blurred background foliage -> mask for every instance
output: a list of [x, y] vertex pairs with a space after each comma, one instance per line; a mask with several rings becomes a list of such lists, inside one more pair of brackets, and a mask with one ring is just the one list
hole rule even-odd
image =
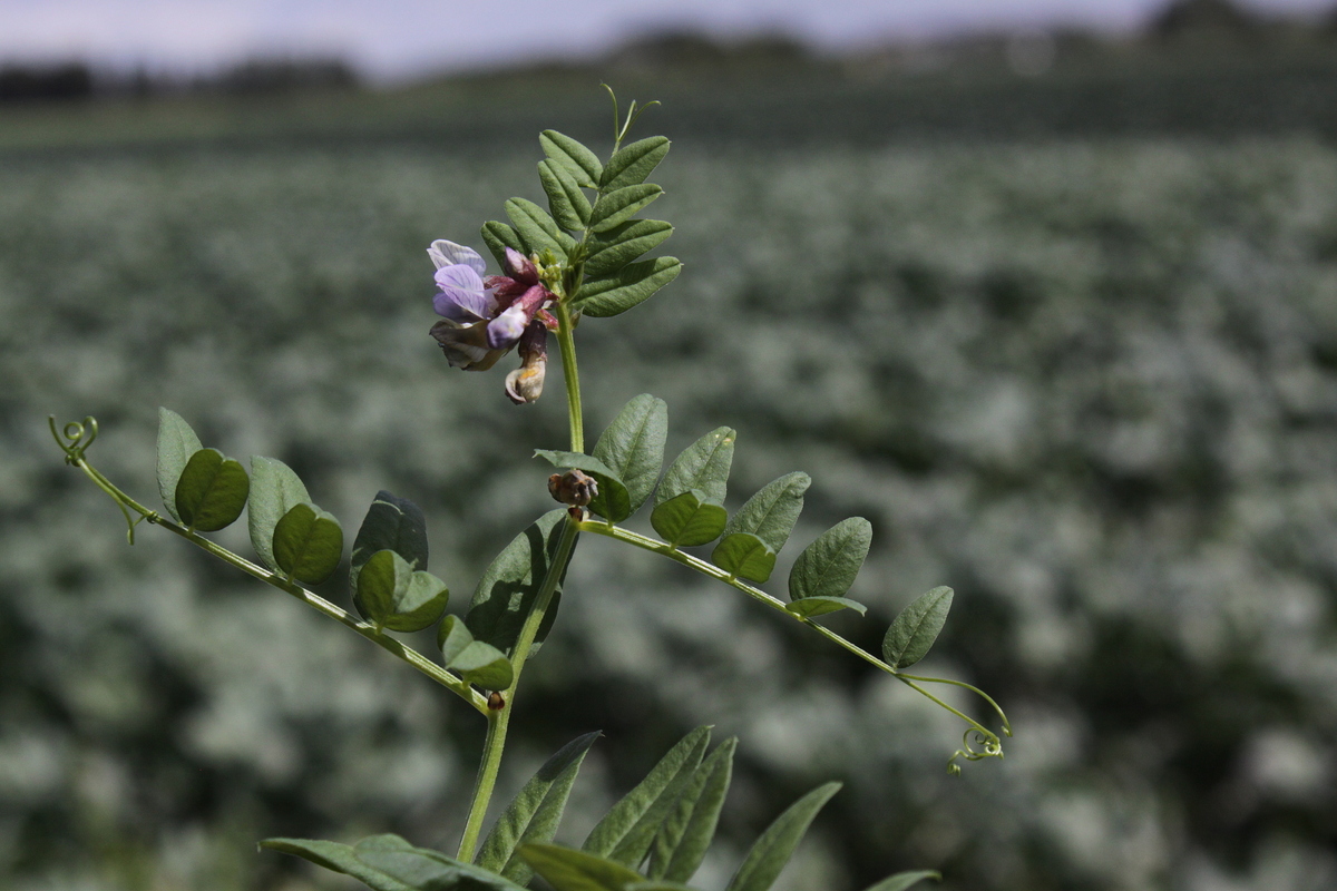
[[952, 585], [925, 671], [984, 687], [1017, 736], [951, 779], [960, 728], [932, 705], [587, 540], [503, 799], [602, 728], [578, 842], [713, 723], [741, 747], [706, 887], [828, 779], [845, 791], [786, 888], [909, 867], [999, 891], [1337, 886], [1337, 37], [1175, 8], [1198, 17], [1118, 44], [814, 60], [679, 35], [394, 92], [5, 104], [0, 884], [344, 888], [253, 843], [455, 843], [477, 717], [168, 536], [126, 546], [45, 415], [96, 415], [90, 457], [146, 502], [159, 405], [290, 464], [345, 529], [380, 488], [410, 497], [461, 610], [551, 508], [529, 454], [566, 423], [556, 383], [517, 409], [500, 371], [447, 367], [422, 251], [541, 198], [540, 128], [606, 151], [604, 77], [666, 100], [643, 130], [675, 140], [656, 214], [687, 270], [582, 327], [587, 425], [648, 391], [670, 454], [737, 427], [731, 508], [809, 472], [775, 578], [870, 518], [870, 614], [829, 622], [876, 651]]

______

#### [THE PROBLEM]
Reproduce the rows above with "foliage" swapped for "leaves" and everything else left as it is. Omit the pictures.

#### [RESPONSE TO THIS TASK]
blurred background leaves -> mask for every instance
output: a list of [x, y] vertex pairs with a space after each comma, one instance per line; a mask with several rings becomes a list of such lists, inside one more pair of brackets, and a mask with one ring is just the one list
hole rule even-odd
image =
[[952, 585], [925, 671], [984, 687], [1017, 736], [951, 779], [960, 728], [932, 705], [587, 540], [503, 799], [602, 728], [578, 842], [713, 723], [741, 747], [706, 887], [828, 779], [845, 791], [786, 888], [909, 867], [999, 891], [1337, 886], [1337, 37], [1175, 8], [1198, 17], [1118, 44], [814, 60], [679, 35], [394, 92], [5, 104], [0, 884], [344, 888], [253, 843], [455, 843], [477, 717], [168, 536], [126, 546], [45, 415], [96, 415], [90, 457], [146, 502], [159, 405], [290, 464], [345, 529], [380, 488], [410, 497], [461, 610], [551, 508], [529, 454], [566, 423], [556, 383], [517, 409], [500, 371], [447, 367], [422, 251], [541, 198], [540, 128], [606, 151], [604, 77], [666, 100], [643, 130], [675, 140], [656, 214], [687, 270], [582, 327], [587, 425], [648, 391], [670, 454], [737, 427], [731, 508], [809, 472], [775, 578], [870, 518], [870, 614], [829, 622], [876, 651]]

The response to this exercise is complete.